Material for this exercise:
::::

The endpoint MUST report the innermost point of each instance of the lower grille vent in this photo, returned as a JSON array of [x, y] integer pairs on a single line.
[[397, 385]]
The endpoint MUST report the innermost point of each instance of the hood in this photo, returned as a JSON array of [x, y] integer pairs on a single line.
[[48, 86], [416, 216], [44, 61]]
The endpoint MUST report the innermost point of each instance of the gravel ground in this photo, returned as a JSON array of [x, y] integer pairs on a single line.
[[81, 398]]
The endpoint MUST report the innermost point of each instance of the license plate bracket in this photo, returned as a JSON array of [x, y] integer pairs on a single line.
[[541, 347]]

::::

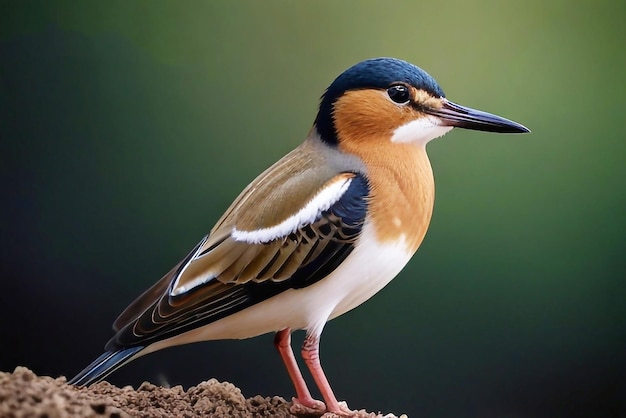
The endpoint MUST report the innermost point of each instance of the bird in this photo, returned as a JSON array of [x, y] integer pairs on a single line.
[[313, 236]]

::::

Objective:
Reproduce word for word the records from the line with "of the hood" to the line with "[[81, 398]]", including both of those lines.

Task result:
The endpoint MUST report the innermost point of each instance of the hood in this photo, returned as a JSON array of [x, y] integer pairs on a single line.
[[48, 86], [416, 216], [44, 61]]
The endpoint MUST report the innermost point of each instance of the gravel ground in this photo, returned as a JSON array of [x, y] integer pairs on a single line.
[[81, 398]]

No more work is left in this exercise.